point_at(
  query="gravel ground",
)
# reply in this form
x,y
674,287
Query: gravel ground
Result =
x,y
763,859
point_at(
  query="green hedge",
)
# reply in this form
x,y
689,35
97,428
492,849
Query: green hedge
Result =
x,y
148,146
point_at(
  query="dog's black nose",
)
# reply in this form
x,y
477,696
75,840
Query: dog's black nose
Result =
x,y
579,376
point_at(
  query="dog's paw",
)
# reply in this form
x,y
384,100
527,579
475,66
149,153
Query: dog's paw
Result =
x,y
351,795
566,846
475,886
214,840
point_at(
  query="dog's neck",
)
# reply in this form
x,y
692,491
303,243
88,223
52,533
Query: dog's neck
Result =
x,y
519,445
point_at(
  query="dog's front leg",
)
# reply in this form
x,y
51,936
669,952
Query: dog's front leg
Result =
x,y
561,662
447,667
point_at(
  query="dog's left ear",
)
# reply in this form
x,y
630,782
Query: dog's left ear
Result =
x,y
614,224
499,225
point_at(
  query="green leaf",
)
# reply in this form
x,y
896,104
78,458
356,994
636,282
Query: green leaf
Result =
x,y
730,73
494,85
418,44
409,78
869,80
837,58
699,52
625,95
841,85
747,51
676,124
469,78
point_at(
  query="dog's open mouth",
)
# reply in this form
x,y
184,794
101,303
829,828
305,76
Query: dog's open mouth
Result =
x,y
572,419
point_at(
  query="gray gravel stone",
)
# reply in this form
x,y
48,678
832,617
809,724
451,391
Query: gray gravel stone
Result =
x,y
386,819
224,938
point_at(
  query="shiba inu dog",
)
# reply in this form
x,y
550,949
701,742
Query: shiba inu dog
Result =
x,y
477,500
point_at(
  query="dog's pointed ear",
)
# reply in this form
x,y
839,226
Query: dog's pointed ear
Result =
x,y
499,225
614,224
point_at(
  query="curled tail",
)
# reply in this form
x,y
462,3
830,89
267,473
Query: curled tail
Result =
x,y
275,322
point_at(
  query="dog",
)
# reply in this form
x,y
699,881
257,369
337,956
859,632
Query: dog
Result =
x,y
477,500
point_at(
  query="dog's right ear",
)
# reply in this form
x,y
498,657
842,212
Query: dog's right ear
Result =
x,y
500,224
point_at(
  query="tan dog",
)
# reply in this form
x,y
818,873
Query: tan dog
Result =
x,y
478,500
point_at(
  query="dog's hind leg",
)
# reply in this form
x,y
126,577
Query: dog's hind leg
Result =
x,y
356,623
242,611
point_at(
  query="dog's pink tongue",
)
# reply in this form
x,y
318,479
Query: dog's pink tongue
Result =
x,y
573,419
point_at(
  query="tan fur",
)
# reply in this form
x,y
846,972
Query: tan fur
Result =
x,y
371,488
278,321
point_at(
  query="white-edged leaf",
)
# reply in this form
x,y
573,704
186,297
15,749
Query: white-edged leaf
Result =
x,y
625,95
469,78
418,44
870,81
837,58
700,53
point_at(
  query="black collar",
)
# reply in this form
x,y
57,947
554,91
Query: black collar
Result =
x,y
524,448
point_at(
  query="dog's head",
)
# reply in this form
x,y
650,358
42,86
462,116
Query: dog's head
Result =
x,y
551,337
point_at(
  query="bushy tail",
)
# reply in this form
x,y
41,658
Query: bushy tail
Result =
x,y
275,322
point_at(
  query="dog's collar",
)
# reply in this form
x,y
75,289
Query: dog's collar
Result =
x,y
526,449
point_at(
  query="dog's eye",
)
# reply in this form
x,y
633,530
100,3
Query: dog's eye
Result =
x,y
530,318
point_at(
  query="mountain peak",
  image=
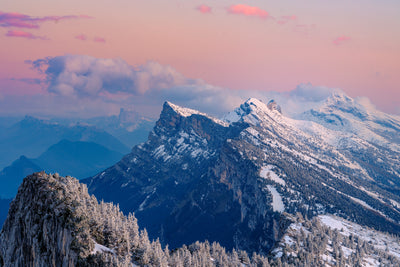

### What the exercise asks
Return each line from the rows above that contains the string "open", matching case exactly.

### Response to the exercise
  query="dog's open mouth",
Query: dog's open mouth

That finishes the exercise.